▸ PROBLEM:
Reproduce the entries below, swapping every occurrence of "rock face" for "cliff face" and leaving all other text unchanged.

>> start RECORDS SHOWN

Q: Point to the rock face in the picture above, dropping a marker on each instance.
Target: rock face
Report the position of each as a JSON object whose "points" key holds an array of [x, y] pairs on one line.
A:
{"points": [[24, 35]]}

>> end RECORDS SHOWN

▸ COMPLETED TASK:
Q: Point to the cliff face in the picture above, dropping a marker on each instance.
Target: cliff face
Report the position of each as a JSON object whose "points" key holds an array of [x, y] pairs on one line.
A:
{"points": [[24, 35]]}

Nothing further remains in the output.